» **OBJECTIVES**
**A.** Set down the passage of the kasan review thread starting at "There was a" and ending at "normal shadow memory.".
**B.** In the kasan review thread, shorten the paragraph that begins "Actually this page has two purposes" while keeping its main facts.
**C.** Please write what comes next in the kasan review thread, picking up after its final line.

Actually this page has two purposes, so naming is bad here.
There was a debate (in kasan for x86_64 thread) about its name, but nobody
come up wit a good name.

So I'll add following comment:

/*
 * This page serves two purposes:
 *   - It used as early shadow memory. The entire shadow region populated with this
 *      page, before we will be able to setup normal shadow memory.
 *   - Latter it reused it as zero shadow to cover large ranges of memory
 *      that allowed to access, but not handled by kasan (vmalloc/vmemmap ...).
 */


>> +static pgd_t tmp_page_table[PTRS_PER_PGD] __initdata __aligned(PAGE_SIZE);
> 
> This doesn't need a full PAGE_SIZE alignment, just PGD_SIZE. You could
> also rename to tmp_pg_dir for consistency with swapper and idmap.
> 

Ok.

>> +
>> +#if CONFIG_PGTABLE_LEVELS > 3
>> +pud_t kasan_zero_pud[PTRS_PER_PUD] __page_aligned_bss;
>> +#endif
>> +#if CONFIG_PGTABLE_LEVELS > 2
>> +pmd_t kasan_zero_pmd[PTRS_PER_PMD] __page_aligned_bss;
>> +#endif
>> +pte_t kasan_zero_pte[PTRS_PER_PTE] __page_aligned_bss;
>> +
>> +static void __init kasan_early_pmd_populate(unsigned long start,
>> +					unsigned long end, pud_t *pud)
>> +{
>> +	unsigned long addr;
>> +	unsigned long next;
>> +	pmd_t *pmd;
>> +
>> +	pmd = pmd_offset(pud, start);
>> +	for (addr = start; addr < end; addr = next, pmd++) {
>> +		pmd_populate_kernel(&init_mm, pmd, kasan_zero_pte);
>> +		next = pmd_addr_end(addr, end);
>> +	}
>> +}
>> +
>> +static void __init kasan_early_pud_populate(unsigned long start,
>> +					unsigned long end, pgd_t *pgd)
>> +{
>> +	unsigned long addr;
>> +	unsigned long next;
>> +	pud_t *pud;
>> +
>> +	pud = pud_offset(pgd, start);
>> +	for (addr = start; addr < end; addr = next, pud++) {
>> +		pud_populate(&init_mm, pud, kasan_zero_pmd);
>> +		next = pud_addr_end(addr, end);
>> +		kasan_early_pmd_populate(addr, next, pud);
>> +	}
>> +}
>> +
>> +static void __init kasan_map_early_shadow(pgd_t *pgdp)

» **DATASET EXCERPTS**
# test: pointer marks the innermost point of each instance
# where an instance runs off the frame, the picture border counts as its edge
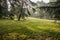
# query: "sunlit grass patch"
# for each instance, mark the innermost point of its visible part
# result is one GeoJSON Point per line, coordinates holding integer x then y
{"type": "Point", "coordinates": [30, 29]}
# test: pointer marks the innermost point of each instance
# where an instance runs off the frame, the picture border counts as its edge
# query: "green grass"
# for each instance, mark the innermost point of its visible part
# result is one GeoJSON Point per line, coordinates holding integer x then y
{"type": "Point", "coordinates": [31, 29]}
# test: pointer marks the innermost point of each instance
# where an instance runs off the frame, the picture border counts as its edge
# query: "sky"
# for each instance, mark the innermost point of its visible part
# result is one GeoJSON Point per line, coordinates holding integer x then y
{"type": "Point", "coordinates": [46, 1]}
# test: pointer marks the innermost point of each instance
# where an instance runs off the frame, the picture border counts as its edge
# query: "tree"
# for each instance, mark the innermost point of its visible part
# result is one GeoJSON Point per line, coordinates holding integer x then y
{"type": "Point", "coordinates": [18, 8]}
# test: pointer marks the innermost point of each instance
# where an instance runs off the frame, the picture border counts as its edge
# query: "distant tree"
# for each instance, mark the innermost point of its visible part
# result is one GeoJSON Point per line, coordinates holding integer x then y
{"type": "Point", "coordinates": [19, 7]}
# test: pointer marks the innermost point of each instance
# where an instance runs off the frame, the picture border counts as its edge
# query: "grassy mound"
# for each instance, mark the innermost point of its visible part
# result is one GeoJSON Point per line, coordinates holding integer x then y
{"type": "Point", "coordinates": [30, 29]}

» **ANSWERS PER TASK**
**A.**
There was a debate (in kasan for x86_64 thread) about its name, but nobody
come up wit a good name.

So I'll add following comment:

/*
 * This page serves two purposes:
 *   - It used as early shadow memory. The entire shadow region populated with this
 *      page, before we will be able to setup normal shadow memory.

**B.** The page serves two purposes, which makes naming it hard. Its name was debated in the kasan for x86_64 thread, but nobody proposed a good one.

**C.**
>> +{
>> +	int i;
>> +	unsigned long start = KASAN_SHADOW_START;
>> +	unsigned long end = KASAN_SHADOW_END;
>> +	unsigned long addr;
>> +	unsigned long next;
>> +	pgd_t *pgd;
>> +
>> +	for (i = 0; i < PTRS_PER_PTE; i++)
>> +		set_pte(&kasan_zero_pte[i], pfn_pte(
>> +				virt_to_pfn(kasan_zero_page), PAGE_KERNEL));
> 
> Does this need to be writable? If yes, is there anything writing
> non-zero values to it?
> 

Yes. Before kasan_init() this needs to be writable for stack instrumentation.
In function's prologue GCC generates some code that writes to shadow marking
redzones around stack variables.

So the page will contain some garbage, however it doesn't matter for early
stage of boot. Kasan will ignore any bad shadow value before kasan_init().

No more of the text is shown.